- Given request A
Repeat the Source data entries below word for word, line by line.

By Denise Tessier
Here at ABQjournalWatch.com we try to point out instances where opinion has crept into headlines and news page stories.
I submit opinion — especially industry opinion — has become ingrained in the fabric of other sections of newspapers as well. Long before the U.S. Supreme Court decision that corporations are “persons” entitled to free speech, newspapers, including the Albuquerque Journal, began a pattern of readily giving industry a voice in specially labeled sections.
Although it’s on a local, rather than global corporate level, the Sunday Journal’s Real Estate section, for example, doesn’t take a hard-hitting look at the real estate industry, but serves as a showcase for builders, realtors, home tours and the like. Any rare attempt at viewing the industry with a critical eye is left to the news and business pages.

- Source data
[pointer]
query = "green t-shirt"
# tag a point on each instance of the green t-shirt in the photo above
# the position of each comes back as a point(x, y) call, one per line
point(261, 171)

- Given request B
According to the article on industry opinion in newspapers, what does the Sunday Journal's Real Estate section serve as a showcase for? List every item it names.

- Complete response A
[pointer]
query = "green t-shirt"
# tag a point on each instance of the green t-shirt in the photo above
# the position of each comes back as a point(x, y) call, one per line
point(261, 171)

- Complete response B
Builders, realtors, home tours